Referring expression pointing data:
== Segment start ==

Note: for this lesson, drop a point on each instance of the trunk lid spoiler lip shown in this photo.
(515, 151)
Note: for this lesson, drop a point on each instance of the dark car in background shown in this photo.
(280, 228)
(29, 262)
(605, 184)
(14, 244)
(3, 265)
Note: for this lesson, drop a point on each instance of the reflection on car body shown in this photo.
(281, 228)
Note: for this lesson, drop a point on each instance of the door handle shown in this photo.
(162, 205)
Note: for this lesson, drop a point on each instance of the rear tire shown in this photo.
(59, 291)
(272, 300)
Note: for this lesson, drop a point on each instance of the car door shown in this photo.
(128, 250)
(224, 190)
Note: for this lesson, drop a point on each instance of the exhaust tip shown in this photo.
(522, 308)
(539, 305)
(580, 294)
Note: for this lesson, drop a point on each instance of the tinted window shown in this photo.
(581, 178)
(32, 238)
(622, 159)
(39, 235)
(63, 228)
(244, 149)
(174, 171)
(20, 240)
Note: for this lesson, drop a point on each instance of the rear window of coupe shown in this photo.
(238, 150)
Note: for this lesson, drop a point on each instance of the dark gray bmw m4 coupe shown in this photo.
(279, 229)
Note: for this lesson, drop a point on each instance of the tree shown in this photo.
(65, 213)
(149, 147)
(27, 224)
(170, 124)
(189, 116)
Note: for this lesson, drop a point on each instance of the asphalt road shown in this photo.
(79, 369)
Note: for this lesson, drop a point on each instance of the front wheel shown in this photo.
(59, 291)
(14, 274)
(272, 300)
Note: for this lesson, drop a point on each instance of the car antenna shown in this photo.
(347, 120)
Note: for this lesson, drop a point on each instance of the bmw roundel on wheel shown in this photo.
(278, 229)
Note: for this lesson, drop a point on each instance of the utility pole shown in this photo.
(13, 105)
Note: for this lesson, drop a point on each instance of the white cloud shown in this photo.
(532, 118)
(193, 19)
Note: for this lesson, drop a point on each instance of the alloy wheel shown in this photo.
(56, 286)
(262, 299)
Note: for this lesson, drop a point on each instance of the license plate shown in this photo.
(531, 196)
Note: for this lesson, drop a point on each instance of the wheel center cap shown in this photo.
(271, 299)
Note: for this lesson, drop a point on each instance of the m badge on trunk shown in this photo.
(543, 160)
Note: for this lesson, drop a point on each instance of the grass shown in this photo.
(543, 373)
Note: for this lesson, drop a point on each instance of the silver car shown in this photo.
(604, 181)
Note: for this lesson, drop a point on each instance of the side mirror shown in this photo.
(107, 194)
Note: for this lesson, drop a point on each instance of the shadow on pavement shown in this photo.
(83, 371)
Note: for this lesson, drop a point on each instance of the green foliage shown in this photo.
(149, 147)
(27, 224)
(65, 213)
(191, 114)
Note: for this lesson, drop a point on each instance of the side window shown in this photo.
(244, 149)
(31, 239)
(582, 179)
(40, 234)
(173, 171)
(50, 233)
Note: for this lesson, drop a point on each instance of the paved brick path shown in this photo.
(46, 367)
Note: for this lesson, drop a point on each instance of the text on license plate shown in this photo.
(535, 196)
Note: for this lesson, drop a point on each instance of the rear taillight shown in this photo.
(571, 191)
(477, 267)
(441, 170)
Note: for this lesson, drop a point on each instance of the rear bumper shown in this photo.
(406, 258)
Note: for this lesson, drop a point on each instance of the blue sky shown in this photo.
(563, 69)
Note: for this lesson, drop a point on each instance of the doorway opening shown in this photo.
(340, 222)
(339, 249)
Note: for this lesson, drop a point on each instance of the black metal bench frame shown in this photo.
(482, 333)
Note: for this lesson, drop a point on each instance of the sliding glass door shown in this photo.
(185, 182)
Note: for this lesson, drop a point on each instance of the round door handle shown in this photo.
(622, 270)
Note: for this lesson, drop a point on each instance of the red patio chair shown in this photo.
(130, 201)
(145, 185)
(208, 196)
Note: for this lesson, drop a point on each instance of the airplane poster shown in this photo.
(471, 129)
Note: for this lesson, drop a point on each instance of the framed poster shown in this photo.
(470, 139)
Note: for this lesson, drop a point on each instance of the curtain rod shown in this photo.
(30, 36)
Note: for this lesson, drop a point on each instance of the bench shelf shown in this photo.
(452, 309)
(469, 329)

== Segment end ==

TASK STATEMENT: Print every record above. Keep each one exactly as it is.

EXPECTED OUTPUT:
Note: for this lesson, drop a point on each instance of the trunk lid spoiler lip shown in this photo.
(515, 151)
Note: for this lesson, drop a point on each instance of the dark car in background shown in this photo.
(280, 228)
(29, 262)
(605, 184)
(14, 244)
(3, 265)
Note: for this lesson, drop a point on each instance of the reflection on car body shown in this photo.
(281, 228)
Note: for this lesson, drop a point on each instance of the door handle shown in this photo.
(162, 205)
Note: for this lesson, drop a point on each instance of the rear tire shown in this photo.
(59, 291)
(272, 300)
Note: for this lesson, drop a point on each instance of the car door shown in this photo.
(128, 250)
(224, 190)
Note: for this lesson, drop a point on each instance of the exhaust tip shown in this photo.
(522, 308)
(539, 305)
(580, 294)
Note: for this lesson, drop a point on each instance of the tinted window shown in this photo.
(581, 178)
(32, 238)
(622, 159)
(39, 235)
(63, 228)
(244, 149)
(174, 171)
(20, 240)
Note: for this lesson, drop a point on each instance of the rear window of coupe shown in this photo.
(238, 150)
Note: for this lesson, drop a point on each instance of the dark gray bmw m4 coupe shown in this photo.
(279, 229)
Note: for this lesson, drop a point on each instance of the tree shown in this photo.
(65, 213)
(149, 147)
(27, 224)
(170, 124)
(189, 116)
Note: for this lesson, drop a point on each instance of the asphalt road shown in this photo.
(79, 369)
Note: for this lesson, drop a point on each instance of the front wheel shown in this photo.
(59, 291)
(14, 274)
(272, 300)
Note: for this lesson, drop a point on each instance of the car antenna shown in this photo.
(347, 120)
Note: for this lesson, drop a point on each instance of the bmw roundel on wheel shown in this photo.
(278, 229)
Note: for this lesson, drop a point on each instance of the utility pole shown in this photo.
(13, 105)
Note: for this lesson, drop a point on each instance of the white cloud shown in this photo.
(532, 118)
(193, 19)
Note: for this lesson, drop a point on each instance of the alloy wheel shown in this photo.
(56, 286)
(262, 299)
Note: for this lesson, drop a point on each instance of the license plate shown in this photo.
(531, 196)
Note: for this lesson, drop a point on each instance of the wheel center cap shown in this photo.
(271, 299)
Note: for this lesson, drop a point on each instance of the m badge on trunk shown in this photo.
(543, 160)
Note: for this lesson, drop a point on each instance of the grass shown in this photo.
(543, 373)
Note: for this lesson, drop a point on each instance of the silver car shown in this photo.
(604, 181)
Note: for this lesson, drop a point on each instance of the side mirror shown in this photo.
(107, 194)
Note: for this lesson, drop a point on each instance of the shadow on pavement shown in this photo.
(83, 371)
Note: for this lesson, drop a point on each instance of the green foliage shown in this photo.
(149, 147)
(27, 224)
(65, 213)
(191, 114)
Note: for this lesson, drop a point on each instance of the side window shown in this photo.
(244, 149)
(31, 239)
(582, 179)
(40, 234)
(173, 171)
(50, 233)
Note: for this lesson, drop a point on each instance of the paved brick path shown in this photo.
(46, 367)
Note: for this lesson, drop a point on each instance of the text on license plate shown in this photo.
(535, 196)
Note: for this lesson, drop a point on each instance of the rear taillight shown in this photo.
(571, 191)
(477, 267)
(441, 170)
Note: for this lesson, drop a point on each instance of the rear bumper shown in this photo.
(406, 258)
Note: for this lesson, drop a point on each instance of the blue sky shown in this photo.
(563, 69)
Note: for this lesson, drop a point on each instance of the doorway opening shown in this photo.
(340, 222)
(339, 249)
Note: for this lesson, drop a point on each instance of the black metal bench frame shown in this photo.
(482, 333)
Note: for this lesson, drop a point on each instance of the sliding glass door shown in this photo.
(185, 182)
Note: for this lesson, drop a point on each instance of the round door handle shown in this photo.
(622, 270)
Note: for this lesson, drop a point on each instance of the red patio chair shown in this photo.
(130, 201)
(145, 185)
(208, 196)
Note: for this lesson, drop a point on each instance of the airplane poster shown in this photo.
(471, 129)
Note: for this lesson, drop a point on each instance of the framed poster shown in this photo.
(470, 139)
Note: for this lesson, drop a point on each instance of the curtain rod shown in this photo.
(30, 36)
Note: for this lesson, drop a point on each instance of the bench shelf shown in this photo.
(452, 309)
(469, 329)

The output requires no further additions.